### WHAT YOU HAVE TO DO
Look through the material below. Return exactly the lines from the one with "Task: for the greenhouse-bench survey, tag the white building" through the one with "Task: for the greenhouse-bench survey, tag the building", both included.

### MATERIAL SUPPLIED
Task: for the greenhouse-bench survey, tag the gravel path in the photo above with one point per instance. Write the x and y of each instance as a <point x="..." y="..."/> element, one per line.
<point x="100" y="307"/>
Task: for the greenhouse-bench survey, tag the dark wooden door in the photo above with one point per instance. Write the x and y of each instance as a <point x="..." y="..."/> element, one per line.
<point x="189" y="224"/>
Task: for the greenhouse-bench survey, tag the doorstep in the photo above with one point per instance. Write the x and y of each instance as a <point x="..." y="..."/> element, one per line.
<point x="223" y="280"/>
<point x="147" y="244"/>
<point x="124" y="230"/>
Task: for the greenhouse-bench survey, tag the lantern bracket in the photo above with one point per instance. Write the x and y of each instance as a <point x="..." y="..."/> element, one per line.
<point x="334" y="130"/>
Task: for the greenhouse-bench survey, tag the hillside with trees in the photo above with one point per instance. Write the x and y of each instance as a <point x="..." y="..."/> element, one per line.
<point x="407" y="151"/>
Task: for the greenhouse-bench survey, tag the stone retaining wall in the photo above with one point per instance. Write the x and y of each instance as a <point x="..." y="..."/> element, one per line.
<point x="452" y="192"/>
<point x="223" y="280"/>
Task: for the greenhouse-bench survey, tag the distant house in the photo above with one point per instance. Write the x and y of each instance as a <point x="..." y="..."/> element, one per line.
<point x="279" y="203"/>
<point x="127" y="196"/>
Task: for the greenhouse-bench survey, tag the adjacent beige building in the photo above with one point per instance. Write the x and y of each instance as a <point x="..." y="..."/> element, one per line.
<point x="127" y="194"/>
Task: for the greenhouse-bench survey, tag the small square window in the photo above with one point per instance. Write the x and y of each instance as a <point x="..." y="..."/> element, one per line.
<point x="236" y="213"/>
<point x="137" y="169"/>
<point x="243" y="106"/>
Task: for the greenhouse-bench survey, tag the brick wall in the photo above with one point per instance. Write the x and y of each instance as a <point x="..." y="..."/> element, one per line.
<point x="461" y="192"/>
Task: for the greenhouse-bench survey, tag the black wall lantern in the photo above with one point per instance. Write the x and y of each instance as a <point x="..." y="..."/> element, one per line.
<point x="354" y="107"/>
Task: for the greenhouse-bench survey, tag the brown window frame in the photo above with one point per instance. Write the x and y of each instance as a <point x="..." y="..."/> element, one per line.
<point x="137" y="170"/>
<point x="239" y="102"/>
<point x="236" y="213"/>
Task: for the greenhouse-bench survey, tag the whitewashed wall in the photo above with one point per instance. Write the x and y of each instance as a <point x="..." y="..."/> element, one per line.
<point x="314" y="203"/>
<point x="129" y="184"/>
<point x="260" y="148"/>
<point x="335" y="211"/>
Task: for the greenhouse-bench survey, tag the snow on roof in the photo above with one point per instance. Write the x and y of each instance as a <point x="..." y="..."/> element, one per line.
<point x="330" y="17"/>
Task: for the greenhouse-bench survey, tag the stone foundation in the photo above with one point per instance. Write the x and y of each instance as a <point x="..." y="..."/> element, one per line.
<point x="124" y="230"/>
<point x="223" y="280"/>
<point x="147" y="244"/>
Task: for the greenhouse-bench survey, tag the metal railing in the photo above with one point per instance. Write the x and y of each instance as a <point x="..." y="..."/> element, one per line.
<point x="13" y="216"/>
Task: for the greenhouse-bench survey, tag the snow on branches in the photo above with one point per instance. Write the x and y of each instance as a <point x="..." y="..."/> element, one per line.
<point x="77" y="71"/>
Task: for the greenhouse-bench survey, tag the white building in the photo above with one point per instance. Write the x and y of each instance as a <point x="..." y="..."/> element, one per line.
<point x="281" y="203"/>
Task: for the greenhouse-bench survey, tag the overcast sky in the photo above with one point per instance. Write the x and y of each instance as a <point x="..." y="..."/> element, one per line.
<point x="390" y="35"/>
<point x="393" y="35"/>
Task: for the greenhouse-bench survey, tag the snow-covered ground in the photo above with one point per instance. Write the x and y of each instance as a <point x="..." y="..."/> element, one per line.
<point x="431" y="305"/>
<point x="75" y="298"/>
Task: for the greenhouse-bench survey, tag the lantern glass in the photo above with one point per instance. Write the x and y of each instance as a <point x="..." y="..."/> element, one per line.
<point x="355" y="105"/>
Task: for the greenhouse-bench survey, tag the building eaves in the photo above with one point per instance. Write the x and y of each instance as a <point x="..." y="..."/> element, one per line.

...

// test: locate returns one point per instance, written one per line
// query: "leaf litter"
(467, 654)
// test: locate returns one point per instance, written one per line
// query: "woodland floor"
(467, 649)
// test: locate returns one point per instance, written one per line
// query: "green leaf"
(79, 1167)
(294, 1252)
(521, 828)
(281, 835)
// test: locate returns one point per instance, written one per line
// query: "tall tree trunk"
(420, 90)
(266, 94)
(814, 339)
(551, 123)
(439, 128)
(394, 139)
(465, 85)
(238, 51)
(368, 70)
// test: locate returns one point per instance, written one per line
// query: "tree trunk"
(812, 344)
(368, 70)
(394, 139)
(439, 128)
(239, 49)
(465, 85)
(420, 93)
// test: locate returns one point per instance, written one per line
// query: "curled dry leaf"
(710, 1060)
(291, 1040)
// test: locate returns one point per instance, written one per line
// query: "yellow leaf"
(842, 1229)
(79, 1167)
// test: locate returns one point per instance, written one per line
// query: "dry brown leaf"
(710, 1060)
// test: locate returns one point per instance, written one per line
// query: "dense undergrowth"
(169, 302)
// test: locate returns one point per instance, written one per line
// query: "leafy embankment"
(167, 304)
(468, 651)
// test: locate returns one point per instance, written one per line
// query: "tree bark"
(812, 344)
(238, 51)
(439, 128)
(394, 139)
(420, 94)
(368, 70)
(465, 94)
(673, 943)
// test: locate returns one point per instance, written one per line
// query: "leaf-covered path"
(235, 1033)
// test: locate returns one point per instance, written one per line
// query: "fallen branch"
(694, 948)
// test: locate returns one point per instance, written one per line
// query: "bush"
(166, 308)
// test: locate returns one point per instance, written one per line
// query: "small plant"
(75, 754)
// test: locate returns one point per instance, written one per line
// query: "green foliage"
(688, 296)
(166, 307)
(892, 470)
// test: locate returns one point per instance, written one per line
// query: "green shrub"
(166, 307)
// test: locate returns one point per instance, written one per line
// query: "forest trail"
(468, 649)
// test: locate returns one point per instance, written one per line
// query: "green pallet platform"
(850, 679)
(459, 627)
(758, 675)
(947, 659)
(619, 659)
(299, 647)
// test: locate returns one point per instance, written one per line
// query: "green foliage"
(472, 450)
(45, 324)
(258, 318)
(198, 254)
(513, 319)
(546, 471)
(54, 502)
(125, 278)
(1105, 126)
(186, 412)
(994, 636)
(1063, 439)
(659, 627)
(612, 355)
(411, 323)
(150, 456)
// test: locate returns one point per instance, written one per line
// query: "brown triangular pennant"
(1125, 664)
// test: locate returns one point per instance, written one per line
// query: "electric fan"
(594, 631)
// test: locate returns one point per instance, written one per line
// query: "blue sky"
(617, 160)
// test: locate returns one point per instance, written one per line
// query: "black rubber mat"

### RESPONSE
Task: for the greenhouse-bench survey, tag the white building in the photo above with one point per instance. Write the x and y of each instance as a <point x="..." y="..."/> element, one per line.
<point x="281" y="203"/>
Task: for the greenhouse-bench survey, tag the overcast sky in the photo above with one point per instance. Write the x and y of each instance as a <point x="..." y="..."/> element, one per line.
<point x="390" y="35"/>
<point x="393" y="35"/>
Task: for the greenhouse-bench survey, tag the snow-covered ground in the photo above with one point per instance. Write the x and y of each instance as a <point x="..." y="..."/> element, one per line.
<point x="431" y="305"/>
<point x="75" y="298"/>
Task: for the greenhouse-bench survey, tag the lantern glass in the photo above with one point per instance. Write the x and y of each instance as a <point x="..." y="..."/> element, one per line.
<point x="355" y="105"/>
Task: for the greenhouse-bench survey, tag the building eaves in the photo above with one point per instance. Write the x and y of each instance as a <point x="..." y="..."/> element, one per line.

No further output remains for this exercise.